**About this task:** Repeat the listing exactly, minus the pictures.

**Supplied records:**
++++++++++

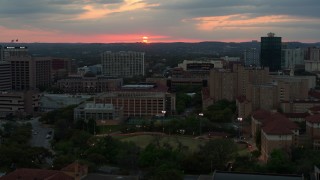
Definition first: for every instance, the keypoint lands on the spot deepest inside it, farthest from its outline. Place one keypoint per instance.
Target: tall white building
(292, 57)
(5, 76)
(312, 59)
(122, 64)
(252, 57)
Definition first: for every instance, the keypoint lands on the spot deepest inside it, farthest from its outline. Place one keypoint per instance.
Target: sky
(109, 21)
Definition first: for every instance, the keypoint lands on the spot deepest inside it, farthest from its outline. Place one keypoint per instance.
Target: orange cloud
(29, 35)
(95, 11)
(243, 21)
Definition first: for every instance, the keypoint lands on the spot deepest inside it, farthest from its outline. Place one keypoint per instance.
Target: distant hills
(90, 53)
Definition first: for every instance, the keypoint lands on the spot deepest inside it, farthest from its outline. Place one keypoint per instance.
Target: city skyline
(108, 21)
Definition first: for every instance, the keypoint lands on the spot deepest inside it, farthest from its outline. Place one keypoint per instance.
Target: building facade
(270, 53)
(291, 58)
(312, 59)
(123, 64)
(252, 57)
(140, 100)
(13, 51)
(30, 72)
(96, 111)
(201, 65)
(5, 76)
(19, 103)
(83, 84)
(313, 130)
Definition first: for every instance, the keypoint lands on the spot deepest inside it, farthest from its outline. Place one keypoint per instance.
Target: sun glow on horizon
(145, 39)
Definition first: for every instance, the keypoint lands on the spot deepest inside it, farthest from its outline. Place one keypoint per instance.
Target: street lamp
(239, 128)
(200, 125)
(163, 114)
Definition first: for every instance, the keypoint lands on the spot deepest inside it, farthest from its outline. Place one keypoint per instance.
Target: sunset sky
(104, 21)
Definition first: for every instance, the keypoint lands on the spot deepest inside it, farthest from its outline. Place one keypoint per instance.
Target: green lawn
(143, 140)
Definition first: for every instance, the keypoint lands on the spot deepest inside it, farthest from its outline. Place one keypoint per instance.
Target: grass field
(143, 140)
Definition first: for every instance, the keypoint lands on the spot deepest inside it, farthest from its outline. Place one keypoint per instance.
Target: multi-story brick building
(313, 130)
(123, 64)
(30, 72)
(84, 84)
(140, 100)
(19, 103)
(97, 111)
(62, 67)
(277, 132)
(13, 51)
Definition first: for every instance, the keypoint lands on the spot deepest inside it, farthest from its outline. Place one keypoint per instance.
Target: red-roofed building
(314, 110)
(313, 129)
(74, 171)
(32, 174)
(257, 119)
(244, 107)
(277, 132)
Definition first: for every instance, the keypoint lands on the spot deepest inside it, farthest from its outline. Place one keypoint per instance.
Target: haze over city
(106, 21)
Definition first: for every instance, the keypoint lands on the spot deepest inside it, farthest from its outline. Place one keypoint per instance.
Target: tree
(217, 152)
(258, 139)
(279, 162)
(128, 155)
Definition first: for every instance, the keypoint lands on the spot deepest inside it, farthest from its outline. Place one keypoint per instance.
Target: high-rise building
(292, 57)
(270, 54)
(30, 72)
(312, 59)
(13, 51)
(5, 76)
(252, 57)
(123, 64)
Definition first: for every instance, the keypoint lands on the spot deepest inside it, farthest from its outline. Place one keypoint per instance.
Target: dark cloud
(173, 18)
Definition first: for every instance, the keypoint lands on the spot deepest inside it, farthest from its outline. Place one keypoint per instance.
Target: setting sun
(145, 39)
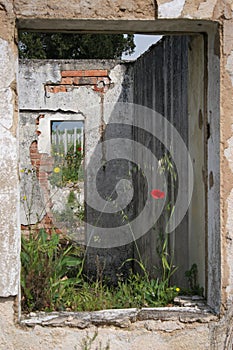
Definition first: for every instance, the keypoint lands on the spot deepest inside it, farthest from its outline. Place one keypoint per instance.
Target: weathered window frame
(211, 118)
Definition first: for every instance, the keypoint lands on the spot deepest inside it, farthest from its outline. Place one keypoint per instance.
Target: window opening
(164, 80)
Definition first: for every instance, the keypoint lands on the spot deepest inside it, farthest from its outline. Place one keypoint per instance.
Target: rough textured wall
(72, 90)
(87, 9)
(161, 83)
(216, 10)
(9, 210)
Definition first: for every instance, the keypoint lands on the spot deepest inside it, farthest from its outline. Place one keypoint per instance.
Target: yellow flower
(57, 170)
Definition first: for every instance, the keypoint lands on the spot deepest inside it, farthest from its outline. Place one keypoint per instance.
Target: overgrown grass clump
(52, 279)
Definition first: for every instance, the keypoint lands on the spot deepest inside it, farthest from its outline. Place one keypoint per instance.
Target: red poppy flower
(157, 194)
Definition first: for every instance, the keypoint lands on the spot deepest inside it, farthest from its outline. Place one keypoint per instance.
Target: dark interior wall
(161, 83)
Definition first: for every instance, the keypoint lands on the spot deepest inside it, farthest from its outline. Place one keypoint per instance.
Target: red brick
(85, 73)
(67, 81)
(96, 73)
(76, 80)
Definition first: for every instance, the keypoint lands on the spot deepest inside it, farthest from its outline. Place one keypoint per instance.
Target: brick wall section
(43, 165)
(97, 79)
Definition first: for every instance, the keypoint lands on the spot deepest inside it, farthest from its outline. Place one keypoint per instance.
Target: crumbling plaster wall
(35, 14)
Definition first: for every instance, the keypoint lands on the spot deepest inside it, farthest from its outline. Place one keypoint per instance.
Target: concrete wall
(72, 90)
(173, 16)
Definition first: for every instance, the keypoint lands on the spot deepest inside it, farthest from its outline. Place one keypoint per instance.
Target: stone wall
(145, 17)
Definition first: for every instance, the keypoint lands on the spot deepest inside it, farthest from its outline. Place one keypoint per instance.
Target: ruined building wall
(126, 16)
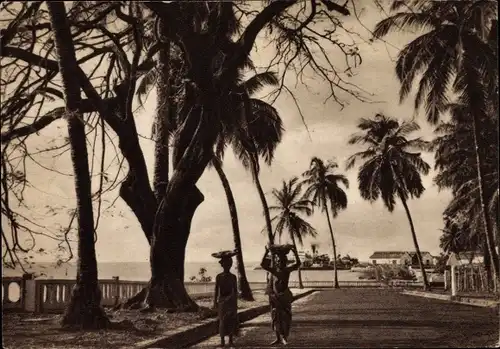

++++++++++

**Result for this exercise:**
Definition first: for every instance, the keypoint lands on the spot deepest inside it, farthest from its outline. Place one keypoint per instance.
Target: tall white building
(292, 57)
(5, 76)
(312, 59)
(122, 64)
(252, 57)
Definition first: for every instance, the keypoint lands on the spot deepest inside it, farthest from its outline. Place one keypoint per instance.
Target: sky
(109, 21)
Definition first: for every instance, the keypoint lands on the spot deepest inside it, farthest from its outline. Place one keypoint per instance.
Target: orange cloud
(29, 35)
(95, 11)
(243, 21)
Definition first: for every instance, the keypoint lands on the spot deepest inside it, farthest from its outline. Place one keypoint per instance.
Target: distant hills
(90, 53)
Definition first: for every instance, the keypoint lands on the spot deepest inside it, farthest from its outline. Place one keypoint per instance.
Target: city skyline
(108, 21)
Definition first: for every instance, the keypoint lands on the spot deepest inside it, farthest from its outline. Place one keypoint per instance.
Target: building facade
(270, 53)
(291, 58)
(312, 59)
(123, 64)
(252, 57)
(140, 100)
(13, 51)
(30, 72)
(96, 111)
(201, 65)
(5, 76)
(19, 103)
(83, 84)
(313, 130)
Definition first: for every instance, the keypoint lands on the spot deepest inside it, farthest from its outline. Place one keypoint per instance.
Target: sun glow on horizon
(145, 39)
Definition first: for every instance, the keypoint lands on the spot deepest inside it, farthest from its outline. Place one keypoint per instance.
Target: street lamp
(239, 128)
(200, 125)
(163, 114)
Definition first: for every instance, the keypoint lands on the spot deepest inside it, farthest from its outline. Place one keypoint per instance.
Target: sunset sky
(104, 21)
Definition first: for every instance, the keypoint lands on the spot deepest inside it, farthest from its outline. Place one keypoint per instance.
Target: green lawn
(143, 140)
Definition first: for every instance, the keypoint lands on the spot deepest inside it, farthest from its outline. Place one keypoint per instance.
Target: grass field
(143, 140)
Definition first: for every instance, the keypoint lands on the spot deepest inside it, farthest from its outline. Place one keypoint per instance.
Target: multi-story brick building
(313, 130)
(123, 64)
(30, 72)
(84, 84)
(140, 100)
(19, 103)
(97, 111)
(62, 67)
(277, 132)
(13, 51)
Definition first: for every instance, the keypoint lands on the spot deepest inside it, farthest from its outline. Place one keypoint per instance.
Target: red-roofed building
(314, 110)
(313, 129)
(74, 171)
(32, 174)
(257, 119)
(244, 107)
(277, 132)
Definition first: for every instance, the keypoint lands on the spot deepest inside it, farthest from its outline. Place one keypoint per instance.
Target: haze over city
(106, 21)
Definition first: for every instance, the keypoint lands on the spot deepest inside it, farthest from its outline. Place one keypoint per instance.
Target: tree
(217, 152)
(258, 139)
(279, 162)
(128, 155)
Definition first: for every instance, the keypoint lands on the spot deepest inside it, farthest from its outline. Place one keypoint per instance.
Target: high-rise building
(292, 57)
(270, 54)
(30, 72)
(312, 59)
(13, 51)
(5, 76)
(252, 57)
(123, 64)
Definition first: for every instance, the keypoint lands on the spot deepest inside it, farthest from its outline. Place one keypoint per instance.
Target: dark cloud
(173, 18)
Definition first: for every instance, the keypoint lands on the spot deepest inside it, farthest from its outline. Place one keypoint per instance.
Target: setting sun
(145, 39)
Definition first: for every instance, the keypoint lands on the spot deepest inside it, farthest from its outline. Place one keypoint per instance.
Target: weathered window frame
(211, 118)
Definition first: for every instance, the keypoint lands on the spot deepest inside it, farthest from its outline. Place one keypoint per instance.
Target: window opening
(164, 80)
Definition first: for every instance, the keypoint lands on the spot deepest inside it, farthest from its outline. Place one keypoint per instance.
Target: rough textured wall
(72, 90)
(87, 9)
(161, 83)
(216, 10)
(9, 210)
Definition first: for every instance, the keypoint lands on the spot deepest inside it, farthest from its outline. Place one keypoint per instance.
Target: yellow flower
(57, 170)
Definition first: for every instance, the keypoint lands on the spot deepest inside it, farthest from its outline. Place one keypoint per instance.
Target: overgrown grass clump
(52, 279)
Definition first: for every instance, the keypoint lands on the spot deepest inside it, farthest from its outline. Place one keypoint per instance.
Target: red poppy flower
(157, 194)
Definition first: for every instance, the keypoint lands on the spot deepest inside it, farthest from its outline. Place one keypoint per instance.
Target: dark interior wall
(161, 83)
Definition first: for every instance, the keypoint lands on the spot deepest inside it, farthest from its outline. Place one keypoint per instance.
Target: red brick
(85, 73)
(67, 81)
(96, 73)
(76, 80)
Definition first: for every instance, the keypoint lands on the spot deepest inside it, farthest from its outline. Place one keypoint per instance.
Target: brick wall section
(43, 165)
(97, 79)
Definition first: for every instance, the keypoint lands on the spot deepest inside it, farthest from its outline. Place one keypoint per instance.
Target: crumbling plaster wall
(35, 14)
Definition first: for every instance, the keypoint lands on the spot deepest inside it, farthest from its outline. Place one keypoint per instance.
Target: concrete wall
(72, 90)
(173, 16)
Definition first: for every instance, the keypoint lands on the spot deepest inside it, farthest from its outline. Place one keypoint per instance.
Target: stone wall
(145, 17)
Definition first: for every instance, the keypoint lands on the spot deepest inside it, farthest from its outline. Place one keypoint per instance.
Target: ruined building wall
(126, 16)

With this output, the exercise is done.